Coordinate labeling data:
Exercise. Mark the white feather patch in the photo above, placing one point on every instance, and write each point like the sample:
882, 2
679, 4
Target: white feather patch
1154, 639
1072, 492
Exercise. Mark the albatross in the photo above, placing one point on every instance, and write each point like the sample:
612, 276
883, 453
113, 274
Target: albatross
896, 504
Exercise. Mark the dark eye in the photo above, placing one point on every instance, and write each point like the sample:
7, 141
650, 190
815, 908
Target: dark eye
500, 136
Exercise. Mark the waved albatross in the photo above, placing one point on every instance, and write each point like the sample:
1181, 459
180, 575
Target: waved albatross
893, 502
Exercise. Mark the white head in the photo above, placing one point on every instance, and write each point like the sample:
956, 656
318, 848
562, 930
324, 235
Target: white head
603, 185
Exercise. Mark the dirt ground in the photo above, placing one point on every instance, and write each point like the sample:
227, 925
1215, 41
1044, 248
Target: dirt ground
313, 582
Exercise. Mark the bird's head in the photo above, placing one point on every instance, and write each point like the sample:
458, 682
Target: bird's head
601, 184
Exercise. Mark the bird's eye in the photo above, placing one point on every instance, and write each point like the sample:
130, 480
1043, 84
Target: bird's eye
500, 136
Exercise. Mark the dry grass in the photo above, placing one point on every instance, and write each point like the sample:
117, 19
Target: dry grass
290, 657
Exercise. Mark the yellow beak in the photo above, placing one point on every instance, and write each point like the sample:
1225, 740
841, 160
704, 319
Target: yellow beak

**Goal of the exercise:**
Nothing should be changed: write out all of the data as is.

**Complete output:**
Exercise. Mark the white feather patch in the photo above, placing one point on every instance, and write each point like the sample:
882, 2
679, 4
Target: white feather patch
1154, 639
1072, 492
Exercise. Mark the albatross in the photo above, placing one point on every instance, and write each point like the sample:
612, 276
883, 453
113, 274
Target: albatross
896, 504
Exercise. Mark the dark eye in the photo above, placing one point on every instance, and write each point like the sample:
7, 141
650, 190
815, 908
Target: dark eye
500, 136
Exercise. Mark the waved albatross in the photo above, placing one point on every instance, and write each point like the sample:
1181, 459
180, 575
Target: waved albatross
893, 502
Exercise. Mark the white head in the photo above, placing one point on every instance, and write each point like the sample:
956, 656
318, 848
562, 930
324, 235
Target: white head
603, 185
Exercise. Mark the dirt ground in the photo above, placing one point on every instance, and write each point like the sample:
227, 925
1215, 41
1044, 248
Target: dirt ground
313, 582
Exercise. Mark the bird's head in the photo above, placing one point on every instance, and write each point like the sample:
458, 682
Target: bird's head
601, 184
Exercise. Mark the bird's eye in the photo above, placing one point on every instance, and write each point like the sample:
130, 480
1043, 84
Target: bird's eye
500, 136
Exercise. Mark the dry grass in the photo above, placing one point on every instance, and write each point like the sample:
117, 19
Target: dry grass
290, 657
Exercise. Mark the yellow beak in the photo above, placing one point on every instance, and write each point like the sample:
1225, 740
841, 160
704, 319
Target: yellow beak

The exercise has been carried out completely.